_Task statement_:
Please return all records verbatim, no pictures.
--- Material for the task ---
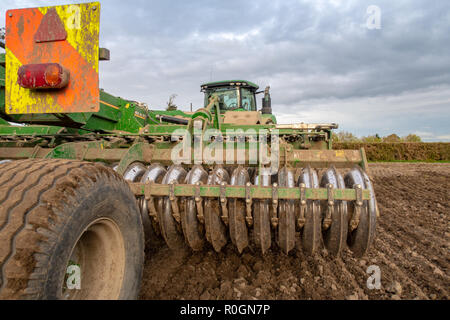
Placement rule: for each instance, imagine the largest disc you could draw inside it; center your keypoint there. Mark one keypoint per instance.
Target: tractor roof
(242, 83)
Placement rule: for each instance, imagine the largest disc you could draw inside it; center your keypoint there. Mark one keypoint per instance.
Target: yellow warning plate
(67, 35)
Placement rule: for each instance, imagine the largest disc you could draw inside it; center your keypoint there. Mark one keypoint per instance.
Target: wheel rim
(100, 255)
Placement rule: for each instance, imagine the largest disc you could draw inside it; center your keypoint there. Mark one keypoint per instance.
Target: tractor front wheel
(68, 230)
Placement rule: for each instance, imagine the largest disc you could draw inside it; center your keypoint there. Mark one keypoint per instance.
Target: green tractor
(88, 179)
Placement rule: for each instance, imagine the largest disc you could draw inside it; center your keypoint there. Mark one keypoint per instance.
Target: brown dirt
(411, 249)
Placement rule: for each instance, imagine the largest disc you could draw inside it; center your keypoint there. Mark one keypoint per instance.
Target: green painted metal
(256, 192)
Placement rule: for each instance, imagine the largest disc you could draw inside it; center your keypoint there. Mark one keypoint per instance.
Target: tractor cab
(234, 95)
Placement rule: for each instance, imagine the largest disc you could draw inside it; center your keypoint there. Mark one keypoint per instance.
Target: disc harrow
(293, 208)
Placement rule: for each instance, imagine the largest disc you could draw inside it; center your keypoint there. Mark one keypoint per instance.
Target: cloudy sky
(325, 60)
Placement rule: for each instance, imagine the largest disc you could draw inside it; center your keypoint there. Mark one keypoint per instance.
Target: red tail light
(43, 76)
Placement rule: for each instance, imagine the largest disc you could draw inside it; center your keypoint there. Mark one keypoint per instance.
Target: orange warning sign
(64, 36)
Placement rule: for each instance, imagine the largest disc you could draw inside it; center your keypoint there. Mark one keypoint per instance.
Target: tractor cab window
(231, 98)
(228, 98)
(247, 100)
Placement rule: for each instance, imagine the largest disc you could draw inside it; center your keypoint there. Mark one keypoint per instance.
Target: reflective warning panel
(52, 58)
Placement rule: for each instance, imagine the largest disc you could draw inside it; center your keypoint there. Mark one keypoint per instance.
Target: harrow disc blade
(286, 213)
(335, 236)
(312, 230)
(167, 223)
(216, 231)
(360, 239)
(192, 229)
(236, 211)
(261, 214)
(134, 172)
(154, 174)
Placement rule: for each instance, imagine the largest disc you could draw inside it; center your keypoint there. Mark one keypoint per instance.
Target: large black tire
(59, 212)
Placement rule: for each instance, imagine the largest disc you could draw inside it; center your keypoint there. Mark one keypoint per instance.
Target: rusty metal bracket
(327, 220)
(301, 219)
(174, 202)
(248, 204)
(223, 202)
(199, 203)
(358, 207)
(274, 218)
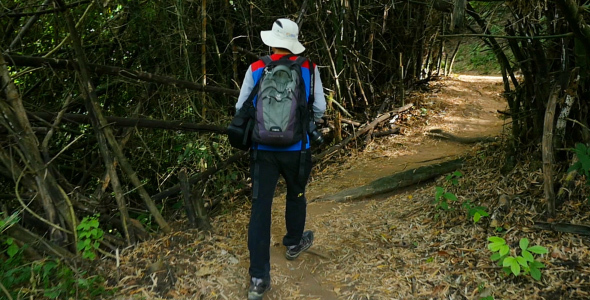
---
_Solution for this exercise_:
Placement rule: for each instance, imagine the largest disc you could draw inside it; center your keypoint there. Mark one keypoint per instance.
Target: tractor roof
(242, 83)
Placement rule: for each instance, imagine the largest disc you could draw inside it; center your keypoint there. Mark one keypoint per instance.
Target: yellow warning plate
(67, 35)
Placement rule: for each instance, imagine the largest disc you could draw inside it; center your keypoint there. Mark one keypoint per instance.
Target: wheel rim
(100, 255)
Placement rule: for each instance, imagine the largest disc you could draw inside it; center your keypoint there. Mark one keypoint per instance.
Target: tractor front wheel
(68, 230)
Placement rule: for each instance, imagine the largest disc you could draw inside it; center your keypoint there. Mark one keypoint per instance.
Target: green tractor
(88, 179)
Placement rule: for each instance, imagine the largest disc you could draw inside it; center your keypoint there. Mark one keypoint per instance.
Target: brown dirt
(411, 249)
Placement rule: for each instance, imagine the largest disc you could draw inside it; center your keypoint there. Mark one keypoint per instance.
Target: green painted metal
(256, 192)
Placement rule: for each instance, imagine the largest disc you could draw inside it; center your keypoint there. Mark one keypoint per instance.
Target: tractor cab
(234, 95)
Placement rule: for each instance, imagine the largest disc you could draw inside it; center your keypoint there. Mark one keypoint per instance.
Target: disc harrow
(293, 208)
Placement rule: for each instance, imagine the largest disc you could draw inside it; center your keypoint there. Mark one keypoint per instance.
Target: cloudy sky
(325, 60)
Placement rule: for each instance, imagine the largest disc you could draw inside it; center your keypoint there. Mark one keypoint per instance.
Target: red tail light
(43, 76)
Placement rule: for each instance, imagine the largest disc you could draw inside it; center your keypoint there. Mark one keypoint per instance.
Target: orange warning sign
(64, 36)
Placement rule: for each instance, imagine the largest disc you could draw inside it; center your keypoint there. Mark one keypoint per instance.
Target: tractor cab window
(231, 98)
(228, 98)
(247, 100)
Placement rule: for each instance, imagine the largest disc you could draw inside it; center your keypoint there. Mark one keypoint per instance.
Target: reflective warning panel
(52, 58)
Placement rule: for each instance, imagine the largest disc you could draw inside it; center your keypoint there. Mark one keypoint per instance.
Target: harrow disc blade
(286, 213)
(335, 236)
(312, 230)
(167, 223)
(216, 231)
(360, 239)
(192, 229)
(236, 211)
(261, 214)
(134, 172)
(154, 174)
Placement rule: for each instance, imagine the largest disc you could draw inside it; center your keypoint there. Mark one keypoint per instance.
Target: large black tire
(59, 212)
Placement rule: for each instance, imagine the largest disc you could draw inside it; center your keypoint there. Mark one keypoint per instance.
Target: rusty metal bracket
(327, 220)
(301, 219)
(174, 202)
(248, 204)
(223, 202)
(199, 203)
(358, 207)
(274, 218)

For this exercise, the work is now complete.